WHAT YOU HAVE TO DO
Repeat exactly, and only, the lines below starting at the line that contains "Exercise. Tag every instance of the arm" and ending at the line that contains "Exercise. Tag every instance of the plain", inclusive of both.

THE RECORDS
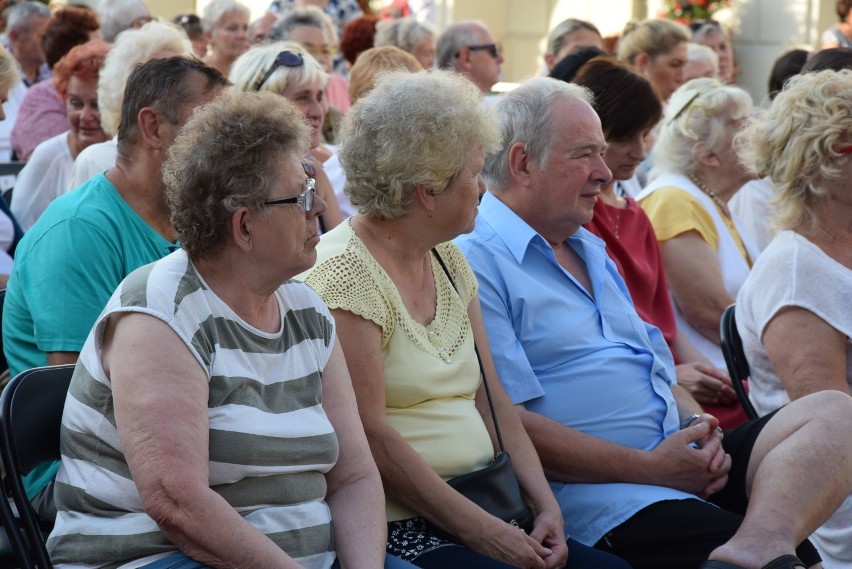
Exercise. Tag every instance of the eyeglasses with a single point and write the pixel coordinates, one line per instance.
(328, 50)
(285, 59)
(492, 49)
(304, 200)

---

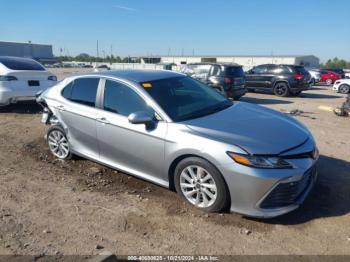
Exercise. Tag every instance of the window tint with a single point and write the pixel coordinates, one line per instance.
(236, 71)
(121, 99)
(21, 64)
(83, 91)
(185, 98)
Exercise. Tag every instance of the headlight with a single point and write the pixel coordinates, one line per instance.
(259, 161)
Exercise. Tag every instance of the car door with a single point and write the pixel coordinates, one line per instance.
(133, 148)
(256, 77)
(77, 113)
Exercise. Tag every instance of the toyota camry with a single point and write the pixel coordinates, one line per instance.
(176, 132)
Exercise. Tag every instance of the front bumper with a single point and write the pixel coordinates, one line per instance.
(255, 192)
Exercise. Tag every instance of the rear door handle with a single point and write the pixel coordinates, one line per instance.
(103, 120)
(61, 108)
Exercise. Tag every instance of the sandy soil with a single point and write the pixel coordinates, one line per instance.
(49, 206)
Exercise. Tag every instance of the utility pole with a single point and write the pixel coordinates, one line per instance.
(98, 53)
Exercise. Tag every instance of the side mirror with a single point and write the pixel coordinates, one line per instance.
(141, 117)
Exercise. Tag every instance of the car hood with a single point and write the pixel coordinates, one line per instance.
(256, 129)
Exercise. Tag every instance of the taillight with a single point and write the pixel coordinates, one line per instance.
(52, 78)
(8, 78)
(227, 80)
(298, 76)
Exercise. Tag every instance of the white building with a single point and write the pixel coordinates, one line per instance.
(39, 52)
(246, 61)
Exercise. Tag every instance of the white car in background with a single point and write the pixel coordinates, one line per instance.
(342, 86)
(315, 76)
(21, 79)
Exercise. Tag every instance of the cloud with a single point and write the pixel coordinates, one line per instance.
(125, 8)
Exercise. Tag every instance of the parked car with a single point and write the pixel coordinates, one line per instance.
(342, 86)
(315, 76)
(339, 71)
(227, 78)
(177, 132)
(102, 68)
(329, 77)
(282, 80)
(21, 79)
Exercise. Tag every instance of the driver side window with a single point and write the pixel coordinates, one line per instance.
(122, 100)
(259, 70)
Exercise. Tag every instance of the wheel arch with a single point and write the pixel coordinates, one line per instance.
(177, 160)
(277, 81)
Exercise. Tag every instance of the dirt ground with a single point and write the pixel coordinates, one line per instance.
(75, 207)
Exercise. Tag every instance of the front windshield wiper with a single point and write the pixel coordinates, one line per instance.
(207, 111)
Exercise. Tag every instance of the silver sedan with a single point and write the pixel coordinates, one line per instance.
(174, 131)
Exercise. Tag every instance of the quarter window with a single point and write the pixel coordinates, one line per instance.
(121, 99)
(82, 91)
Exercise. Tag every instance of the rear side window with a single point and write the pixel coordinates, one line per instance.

---

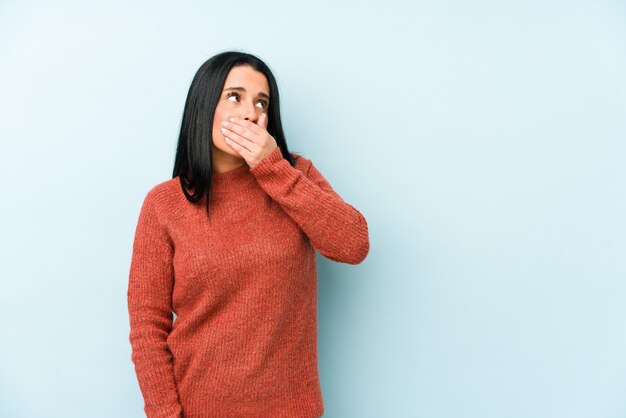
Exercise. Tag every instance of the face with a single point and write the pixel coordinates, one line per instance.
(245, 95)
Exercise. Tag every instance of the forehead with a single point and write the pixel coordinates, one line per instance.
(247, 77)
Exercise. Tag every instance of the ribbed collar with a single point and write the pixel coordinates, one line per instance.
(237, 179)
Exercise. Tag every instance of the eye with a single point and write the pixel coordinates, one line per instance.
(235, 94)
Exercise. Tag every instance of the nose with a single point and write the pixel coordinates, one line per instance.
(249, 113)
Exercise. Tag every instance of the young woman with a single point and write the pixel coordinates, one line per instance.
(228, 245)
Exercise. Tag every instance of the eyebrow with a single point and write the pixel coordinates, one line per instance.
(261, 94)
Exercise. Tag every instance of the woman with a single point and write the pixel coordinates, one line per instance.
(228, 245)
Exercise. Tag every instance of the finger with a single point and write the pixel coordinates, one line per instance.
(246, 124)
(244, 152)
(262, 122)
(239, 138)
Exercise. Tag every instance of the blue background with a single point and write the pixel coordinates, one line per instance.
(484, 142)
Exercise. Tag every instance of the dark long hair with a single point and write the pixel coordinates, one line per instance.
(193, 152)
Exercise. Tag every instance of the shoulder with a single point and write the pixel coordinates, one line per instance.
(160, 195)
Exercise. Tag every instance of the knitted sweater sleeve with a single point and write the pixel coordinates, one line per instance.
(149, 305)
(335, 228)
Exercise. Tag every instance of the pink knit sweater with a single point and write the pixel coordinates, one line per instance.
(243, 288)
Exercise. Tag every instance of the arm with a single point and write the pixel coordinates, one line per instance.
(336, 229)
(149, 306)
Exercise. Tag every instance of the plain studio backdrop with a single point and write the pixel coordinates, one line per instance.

FINISHED EXERCISE
Exercise. Tag every instance of the arm with a single point and write the pixel coordinates, one line per instance.
(336, 229)
(149, 306)
Exercise. Tag every instance of the plain studio backdrop with a single point and write the pixel coordinates, one line per instance.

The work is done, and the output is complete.